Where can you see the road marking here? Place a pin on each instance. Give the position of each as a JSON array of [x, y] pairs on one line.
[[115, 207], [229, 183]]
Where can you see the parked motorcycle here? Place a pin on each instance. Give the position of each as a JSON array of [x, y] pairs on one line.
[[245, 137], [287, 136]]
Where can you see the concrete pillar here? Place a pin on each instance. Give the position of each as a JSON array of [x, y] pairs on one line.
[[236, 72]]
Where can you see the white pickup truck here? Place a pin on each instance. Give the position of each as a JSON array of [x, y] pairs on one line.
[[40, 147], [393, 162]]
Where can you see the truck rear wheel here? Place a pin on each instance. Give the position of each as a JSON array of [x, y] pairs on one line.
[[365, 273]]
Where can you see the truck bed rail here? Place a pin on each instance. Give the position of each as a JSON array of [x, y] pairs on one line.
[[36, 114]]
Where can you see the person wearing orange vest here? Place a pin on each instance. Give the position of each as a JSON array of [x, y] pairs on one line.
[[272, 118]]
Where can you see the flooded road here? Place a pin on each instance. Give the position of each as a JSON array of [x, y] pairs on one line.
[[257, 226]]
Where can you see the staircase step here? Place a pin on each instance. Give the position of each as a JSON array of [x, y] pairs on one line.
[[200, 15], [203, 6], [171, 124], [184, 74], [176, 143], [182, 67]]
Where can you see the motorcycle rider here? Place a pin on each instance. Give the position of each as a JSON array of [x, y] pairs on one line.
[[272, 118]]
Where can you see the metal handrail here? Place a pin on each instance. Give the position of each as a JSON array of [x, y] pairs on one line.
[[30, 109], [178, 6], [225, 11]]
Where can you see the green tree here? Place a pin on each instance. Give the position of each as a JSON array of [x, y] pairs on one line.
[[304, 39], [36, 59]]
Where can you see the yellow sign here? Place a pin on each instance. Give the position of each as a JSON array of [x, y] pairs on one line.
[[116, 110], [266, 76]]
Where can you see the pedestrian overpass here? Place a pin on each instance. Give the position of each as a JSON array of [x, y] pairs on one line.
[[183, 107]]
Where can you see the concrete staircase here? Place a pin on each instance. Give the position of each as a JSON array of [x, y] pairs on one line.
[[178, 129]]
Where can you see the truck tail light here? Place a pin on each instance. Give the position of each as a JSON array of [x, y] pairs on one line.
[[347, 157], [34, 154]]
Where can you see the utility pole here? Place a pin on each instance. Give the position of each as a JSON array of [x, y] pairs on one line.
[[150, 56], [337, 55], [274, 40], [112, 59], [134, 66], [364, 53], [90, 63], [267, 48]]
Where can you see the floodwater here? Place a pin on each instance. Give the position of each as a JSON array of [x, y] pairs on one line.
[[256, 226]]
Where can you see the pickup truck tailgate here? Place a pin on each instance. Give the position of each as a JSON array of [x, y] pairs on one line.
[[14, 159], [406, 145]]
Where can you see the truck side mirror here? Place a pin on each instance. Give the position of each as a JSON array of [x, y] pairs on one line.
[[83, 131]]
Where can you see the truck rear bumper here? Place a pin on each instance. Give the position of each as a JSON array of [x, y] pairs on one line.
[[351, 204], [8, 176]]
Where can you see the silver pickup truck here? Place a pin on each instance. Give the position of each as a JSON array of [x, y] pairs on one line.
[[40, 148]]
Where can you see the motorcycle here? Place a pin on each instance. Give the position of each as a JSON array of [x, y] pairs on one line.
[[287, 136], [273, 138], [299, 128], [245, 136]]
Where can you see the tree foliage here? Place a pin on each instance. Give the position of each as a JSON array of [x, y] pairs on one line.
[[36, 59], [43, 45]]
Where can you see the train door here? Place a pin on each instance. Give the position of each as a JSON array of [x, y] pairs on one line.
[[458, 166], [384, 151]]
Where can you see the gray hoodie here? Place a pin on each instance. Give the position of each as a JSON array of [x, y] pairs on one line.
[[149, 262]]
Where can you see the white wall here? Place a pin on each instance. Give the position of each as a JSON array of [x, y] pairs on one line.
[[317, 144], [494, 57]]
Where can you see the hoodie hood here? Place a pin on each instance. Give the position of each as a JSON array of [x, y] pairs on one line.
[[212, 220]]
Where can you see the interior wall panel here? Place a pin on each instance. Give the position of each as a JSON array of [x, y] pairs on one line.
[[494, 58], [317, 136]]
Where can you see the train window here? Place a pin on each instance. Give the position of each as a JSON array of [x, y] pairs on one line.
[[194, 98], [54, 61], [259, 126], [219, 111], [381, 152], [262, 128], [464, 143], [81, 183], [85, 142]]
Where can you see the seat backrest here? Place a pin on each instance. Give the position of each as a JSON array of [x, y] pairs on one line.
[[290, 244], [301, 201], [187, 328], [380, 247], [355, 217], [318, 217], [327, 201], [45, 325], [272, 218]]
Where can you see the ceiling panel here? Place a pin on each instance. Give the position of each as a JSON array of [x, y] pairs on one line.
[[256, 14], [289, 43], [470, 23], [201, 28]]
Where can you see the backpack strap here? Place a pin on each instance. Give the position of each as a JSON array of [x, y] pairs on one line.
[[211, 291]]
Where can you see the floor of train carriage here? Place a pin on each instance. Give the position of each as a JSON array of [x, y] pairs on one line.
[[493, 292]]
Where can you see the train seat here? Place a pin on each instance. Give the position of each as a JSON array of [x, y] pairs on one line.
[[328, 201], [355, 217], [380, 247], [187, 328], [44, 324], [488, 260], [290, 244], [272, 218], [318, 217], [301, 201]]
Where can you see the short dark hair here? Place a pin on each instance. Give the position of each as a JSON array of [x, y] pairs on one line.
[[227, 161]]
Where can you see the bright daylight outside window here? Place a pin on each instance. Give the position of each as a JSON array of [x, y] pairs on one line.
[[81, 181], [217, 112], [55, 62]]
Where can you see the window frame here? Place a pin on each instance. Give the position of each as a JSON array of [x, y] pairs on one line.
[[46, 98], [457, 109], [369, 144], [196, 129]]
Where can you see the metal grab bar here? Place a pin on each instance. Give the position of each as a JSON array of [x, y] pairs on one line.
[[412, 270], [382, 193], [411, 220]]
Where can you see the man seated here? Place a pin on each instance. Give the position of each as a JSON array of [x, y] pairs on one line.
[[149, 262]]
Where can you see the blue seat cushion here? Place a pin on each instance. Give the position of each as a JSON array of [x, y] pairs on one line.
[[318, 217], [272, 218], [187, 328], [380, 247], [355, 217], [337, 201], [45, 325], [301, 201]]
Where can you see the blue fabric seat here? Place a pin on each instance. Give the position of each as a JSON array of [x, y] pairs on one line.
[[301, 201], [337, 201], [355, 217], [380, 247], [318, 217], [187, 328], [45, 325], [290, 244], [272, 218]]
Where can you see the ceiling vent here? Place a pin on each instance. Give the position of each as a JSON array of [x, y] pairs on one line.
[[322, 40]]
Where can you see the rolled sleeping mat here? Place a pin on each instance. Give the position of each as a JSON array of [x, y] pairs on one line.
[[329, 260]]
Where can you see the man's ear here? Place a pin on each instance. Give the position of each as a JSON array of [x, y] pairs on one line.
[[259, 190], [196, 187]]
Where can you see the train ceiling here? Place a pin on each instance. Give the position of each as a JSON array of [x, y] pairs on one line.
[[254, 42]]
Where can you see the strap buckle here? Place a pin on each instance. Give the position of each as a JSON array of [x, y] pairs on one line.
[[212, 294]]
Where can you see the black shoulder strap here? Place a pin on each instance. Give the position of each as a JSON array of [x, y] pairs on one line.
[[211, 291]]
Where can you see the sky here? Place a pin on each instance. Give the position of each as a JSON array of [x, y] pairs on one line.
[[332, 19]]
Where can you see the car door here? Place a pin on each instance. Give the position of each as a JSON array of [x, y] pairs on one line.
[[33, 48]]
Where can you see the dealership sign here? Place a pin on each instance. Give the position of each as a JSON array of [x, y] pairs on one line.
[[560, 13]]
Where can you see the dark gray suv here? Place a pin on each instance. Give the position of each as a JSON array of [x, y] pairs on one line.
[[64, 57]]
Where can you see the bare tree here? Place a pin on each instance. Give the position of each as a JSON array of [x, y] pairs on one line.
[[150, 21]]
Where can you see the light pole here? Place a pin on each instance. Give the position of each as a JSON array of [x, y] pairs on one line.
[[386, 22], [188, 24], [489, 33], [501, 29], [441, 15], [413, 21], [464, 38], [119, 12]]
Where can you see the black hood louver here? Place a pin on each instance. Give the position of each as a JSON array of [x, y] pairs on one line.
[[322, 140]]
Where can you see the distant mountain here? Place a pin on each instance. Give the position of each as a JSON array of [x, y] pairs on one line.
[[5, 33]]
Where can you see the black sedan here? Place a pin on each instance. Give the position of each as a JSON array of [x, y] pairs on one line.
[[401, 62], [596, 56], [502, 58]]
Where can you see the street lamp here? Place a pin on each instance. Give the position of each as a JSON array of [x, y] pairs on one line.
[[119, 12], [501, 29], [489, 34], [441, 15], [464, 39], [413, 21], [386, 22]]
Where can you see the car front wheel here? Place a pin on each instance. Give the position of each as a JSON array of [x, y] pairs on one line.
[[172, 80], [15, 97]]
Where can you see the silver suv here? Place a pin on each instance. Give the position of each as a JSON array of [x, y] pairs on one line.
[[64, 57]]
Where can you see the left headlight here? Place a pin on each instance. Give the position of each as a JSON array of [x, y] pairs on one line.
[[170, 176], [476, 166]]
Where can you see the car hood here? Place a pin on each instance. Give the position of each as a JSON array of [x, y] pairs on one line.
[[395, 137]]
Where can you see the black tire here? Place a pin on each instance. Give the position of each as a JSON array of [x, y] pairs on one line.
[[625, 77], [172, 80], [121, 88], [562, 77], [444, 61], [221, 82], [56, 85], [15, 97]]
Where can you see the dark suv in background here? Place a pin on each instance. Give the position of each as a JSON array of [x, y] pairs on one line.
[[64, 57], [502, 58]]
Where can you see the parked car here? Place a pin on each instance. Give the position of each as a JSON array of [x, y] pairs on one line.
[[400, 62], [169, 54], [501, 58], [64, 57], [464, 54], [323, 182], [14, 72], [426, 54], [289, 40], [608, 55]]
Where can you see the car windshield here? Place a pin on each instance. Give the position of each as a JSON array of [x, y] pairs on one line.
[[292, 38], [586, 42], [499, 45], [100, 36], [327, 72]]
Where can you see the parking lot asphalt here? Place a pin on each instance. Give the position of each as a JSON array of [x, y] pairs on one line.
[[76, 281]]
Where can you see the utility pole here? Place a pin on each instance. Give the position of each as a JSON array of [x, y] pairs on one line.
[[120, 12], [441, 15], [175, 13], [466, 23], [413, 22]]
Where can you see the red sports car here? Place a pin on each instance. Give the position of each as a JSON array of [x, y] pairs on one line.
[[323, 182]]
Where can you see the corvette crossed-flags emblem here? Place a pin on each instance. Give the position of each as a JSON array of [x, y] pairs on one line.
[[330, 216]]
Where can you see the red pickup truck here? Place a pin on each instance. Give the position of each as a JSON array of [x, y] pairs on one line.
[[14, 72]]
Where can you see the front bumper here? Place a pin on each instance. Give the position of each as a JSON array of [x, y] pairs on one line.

* * *

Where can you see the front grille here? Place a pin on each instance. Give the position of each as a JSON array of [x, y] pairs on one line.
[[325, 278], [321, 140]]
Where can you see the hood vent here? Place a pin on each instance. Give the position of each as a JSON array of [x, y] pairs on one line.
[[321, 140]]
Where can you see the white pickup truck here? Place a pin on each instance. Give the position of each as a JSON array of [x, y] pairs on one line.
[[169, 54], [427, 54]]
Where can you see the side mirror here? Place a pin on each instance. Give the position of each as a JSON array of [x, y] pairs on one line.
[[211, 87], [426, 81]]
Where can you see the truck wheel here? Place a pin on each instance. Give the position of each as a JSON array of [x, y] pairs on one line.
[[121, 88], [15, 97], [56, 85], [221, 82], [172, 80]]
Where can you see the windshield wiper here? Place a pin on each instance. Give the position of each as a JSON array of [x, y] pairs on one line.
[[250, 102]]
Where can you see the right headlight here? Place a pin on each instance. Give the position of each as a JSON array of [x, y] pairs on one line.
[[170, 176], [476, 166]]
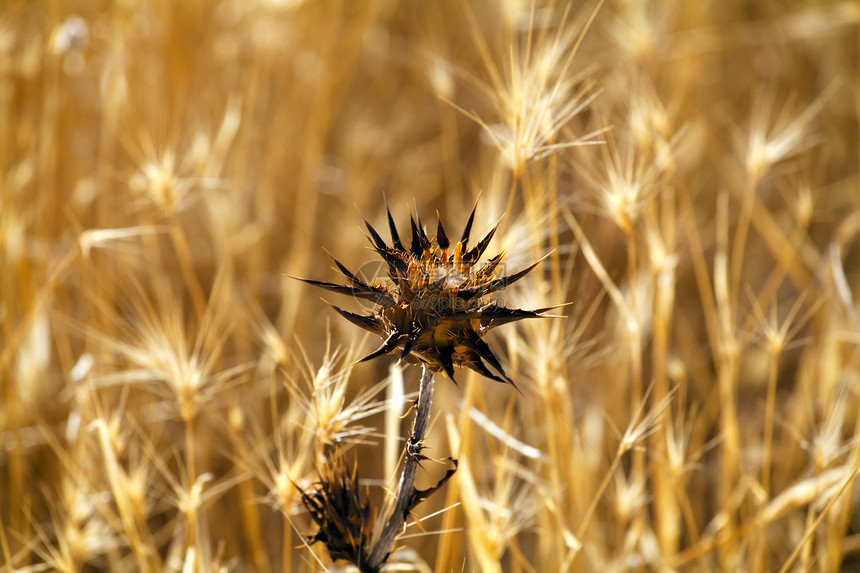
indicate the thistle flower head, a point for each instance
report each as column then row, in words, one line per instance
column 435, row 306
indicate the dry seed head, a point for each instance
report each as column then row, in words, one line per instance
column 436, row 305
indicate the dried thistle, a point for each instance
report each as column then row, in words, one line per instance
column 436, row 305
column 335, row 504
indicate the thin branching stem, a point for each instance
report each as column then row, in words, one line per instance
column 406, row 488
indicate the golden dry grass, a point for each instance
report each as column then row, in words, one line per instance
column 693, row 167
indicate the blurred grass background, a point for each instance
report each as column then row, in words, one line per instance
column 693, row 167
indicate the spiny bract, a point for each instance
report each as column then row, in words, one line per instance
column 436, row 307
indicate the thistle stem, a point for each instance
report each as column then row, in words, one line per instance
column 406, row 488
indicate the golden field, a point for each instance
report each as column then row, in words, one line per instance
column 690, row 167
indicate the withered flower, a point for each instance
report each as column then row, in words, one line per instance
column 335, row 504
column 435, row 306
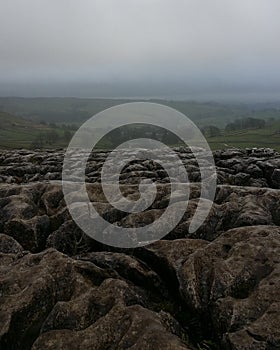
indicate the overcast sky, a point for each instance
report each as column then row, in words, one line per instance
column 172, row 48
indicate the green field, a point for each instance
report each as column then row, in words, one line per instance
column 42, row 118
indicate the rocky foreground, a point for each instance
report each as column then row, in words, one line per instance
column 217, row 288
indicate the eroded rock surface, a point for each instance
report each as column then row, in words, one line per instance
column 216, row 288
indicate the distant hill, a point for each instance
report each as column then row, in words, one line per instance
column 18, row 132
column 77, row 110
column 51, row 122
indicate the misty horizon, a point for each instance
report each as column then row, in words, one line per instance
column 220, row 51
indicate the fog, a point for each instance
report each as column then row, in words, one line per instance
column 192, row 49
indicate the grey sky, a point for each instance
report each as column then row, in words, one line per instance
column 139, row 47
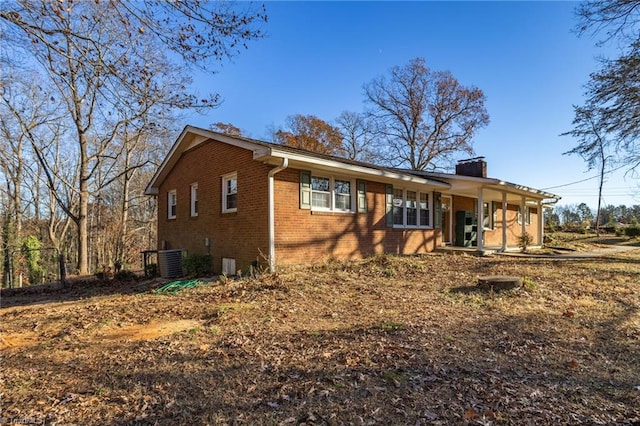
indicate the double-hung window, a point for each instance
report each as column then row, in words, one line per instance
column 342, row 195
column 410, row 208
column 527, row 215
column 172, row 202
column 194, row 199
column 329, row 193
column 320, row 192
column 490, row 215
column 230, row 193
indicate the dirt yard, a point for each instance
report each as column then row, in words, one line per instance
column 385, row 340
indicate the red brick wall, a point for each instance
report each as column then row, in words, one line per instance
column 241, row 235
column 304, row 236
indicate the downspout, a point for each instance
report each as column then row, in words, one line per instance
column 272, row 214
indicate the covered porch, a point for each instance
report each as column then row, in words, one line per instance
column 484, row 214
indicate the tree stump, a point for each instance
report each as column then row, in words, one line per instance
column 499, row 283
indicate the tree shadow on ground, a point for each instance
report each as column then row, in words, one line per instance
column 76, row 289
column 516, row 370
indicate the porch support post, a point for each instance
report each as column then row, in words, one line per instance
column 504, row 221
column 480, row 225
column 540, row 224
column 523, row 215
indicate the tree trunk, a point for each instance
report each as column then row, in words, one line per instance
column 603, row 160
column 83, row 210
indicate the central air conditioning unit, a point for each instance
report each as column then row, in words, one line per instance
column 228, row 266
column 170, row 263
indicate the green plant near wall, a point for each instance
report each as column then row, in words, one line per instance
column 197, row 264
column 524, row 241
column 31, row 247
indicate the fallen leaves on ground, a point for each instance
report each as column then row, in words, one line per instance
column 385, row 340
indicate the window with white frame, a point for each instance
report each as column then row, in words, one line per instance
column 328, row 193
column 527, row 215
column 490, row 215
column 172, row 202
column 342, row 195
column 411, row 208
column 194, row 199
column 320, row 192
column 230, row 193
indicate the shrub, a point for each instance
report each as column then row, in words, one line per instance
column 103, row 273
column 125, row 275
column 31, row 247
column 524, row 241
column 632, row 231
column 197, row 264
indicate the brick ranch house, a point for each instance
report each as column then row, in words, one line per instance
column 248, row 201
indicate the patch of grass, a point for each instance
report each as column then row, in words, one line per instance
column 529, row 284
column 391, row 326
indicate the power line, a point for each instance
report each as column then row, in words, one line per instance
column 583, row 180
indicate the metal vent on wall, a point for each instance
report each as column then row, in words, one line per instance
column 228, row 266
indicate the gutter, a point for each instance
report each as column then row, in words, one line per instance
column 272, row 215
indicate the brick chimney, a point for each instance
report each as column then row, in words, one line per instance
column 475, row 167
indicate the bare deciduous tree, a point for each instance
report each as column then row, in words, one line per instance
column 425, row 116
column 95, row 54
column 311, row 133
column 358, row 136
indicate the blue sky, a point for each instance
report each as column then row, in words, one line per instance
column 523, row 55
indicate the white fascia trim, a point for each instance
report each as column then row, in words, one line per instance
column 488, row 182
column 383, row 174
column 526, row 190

---

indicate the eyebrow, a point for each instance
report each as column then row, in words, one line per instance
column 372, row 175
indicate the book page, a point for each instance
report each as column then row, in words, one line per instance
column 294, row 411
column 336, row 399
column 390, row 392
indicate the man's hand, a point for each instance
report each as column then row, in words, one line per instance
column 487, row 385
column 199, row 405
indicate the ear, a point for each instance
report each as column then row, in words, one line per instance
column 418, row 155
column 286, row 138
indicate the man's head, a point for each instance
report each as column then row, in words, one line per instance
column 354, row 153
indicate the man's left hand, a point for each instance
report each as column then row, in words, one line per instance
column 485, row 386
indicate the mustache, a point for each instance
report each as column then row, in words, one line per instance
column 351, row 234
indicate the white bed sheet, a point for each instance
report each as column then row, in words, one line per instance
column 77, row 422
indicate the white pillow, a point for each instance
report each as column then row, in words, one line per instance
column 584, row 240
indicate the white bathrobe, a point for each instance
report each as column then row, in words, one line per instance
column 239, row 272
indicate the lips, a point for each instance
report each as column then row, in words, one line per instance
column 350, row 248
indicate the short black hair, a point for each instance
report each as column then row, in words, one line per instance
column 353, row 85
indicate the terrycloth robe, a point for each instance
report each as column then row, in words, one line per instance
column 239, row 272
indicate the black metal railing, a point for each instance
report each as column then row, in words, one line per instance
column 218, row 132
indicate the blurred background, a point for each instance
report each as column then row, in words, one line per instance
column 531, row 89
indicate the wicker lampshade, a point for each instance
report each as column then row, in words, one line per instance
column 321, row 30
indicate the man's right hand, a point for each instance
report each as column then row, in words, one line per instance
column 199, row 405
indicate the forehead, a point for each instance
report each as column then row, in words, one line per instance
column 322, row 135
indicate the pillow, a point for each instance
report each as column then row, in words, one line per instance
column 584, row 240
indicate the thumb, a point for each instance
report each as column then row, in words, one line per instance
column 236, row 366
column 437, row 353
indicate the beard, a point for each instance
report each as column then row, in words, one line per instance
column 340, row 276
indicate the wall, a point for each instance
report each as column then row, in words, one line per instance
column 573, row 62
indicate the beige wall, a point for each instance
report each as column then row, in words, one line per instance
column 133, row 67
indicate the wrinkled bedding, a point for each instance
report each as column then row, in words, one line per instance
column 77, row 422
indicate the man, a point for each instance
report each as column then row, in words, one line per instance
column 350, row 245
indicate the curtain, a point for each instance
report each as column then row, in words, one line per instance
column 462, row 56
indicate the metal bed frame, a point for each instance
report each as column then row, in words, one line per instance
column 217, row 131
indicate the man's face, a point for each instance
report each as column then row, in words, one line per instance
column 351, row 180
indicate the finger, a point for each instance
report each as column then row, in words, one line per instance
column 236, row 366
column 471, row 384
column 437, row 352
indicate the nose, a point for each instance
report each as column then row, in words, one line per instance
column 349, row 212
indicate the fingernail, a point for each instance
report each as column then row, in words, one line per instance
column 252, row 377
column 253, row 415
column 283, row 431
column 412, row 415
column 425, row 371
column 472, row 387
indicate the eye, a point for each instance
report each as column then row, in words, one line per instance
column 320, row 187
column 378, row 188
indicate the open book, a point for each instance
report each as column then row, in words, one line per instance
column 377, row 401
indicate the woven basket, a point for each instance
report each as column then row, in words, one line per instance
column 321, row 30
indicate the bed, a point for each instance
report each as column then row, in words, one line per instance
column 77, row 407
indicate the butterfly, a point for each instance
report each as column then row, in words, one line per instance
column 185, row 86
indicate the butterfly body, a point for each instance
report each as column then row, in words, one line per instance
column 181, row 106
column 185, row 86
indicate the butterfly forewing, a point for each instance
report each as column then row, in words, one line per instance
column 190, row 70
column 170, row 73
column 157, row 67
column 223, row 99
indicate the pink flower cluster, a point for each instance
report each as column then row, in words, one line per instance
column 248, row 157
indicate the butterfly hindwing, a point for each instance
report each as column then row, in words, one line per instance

Problem to work on:
Take every line from the data that includes the word "butterfly".

Reply:
indicate the butterfly, a point for each instance
indicate the butterfly body, a point for each instance
indicate the butterfly forewing, a point for each instance
indicate the butterfly hindwing, a point for each instance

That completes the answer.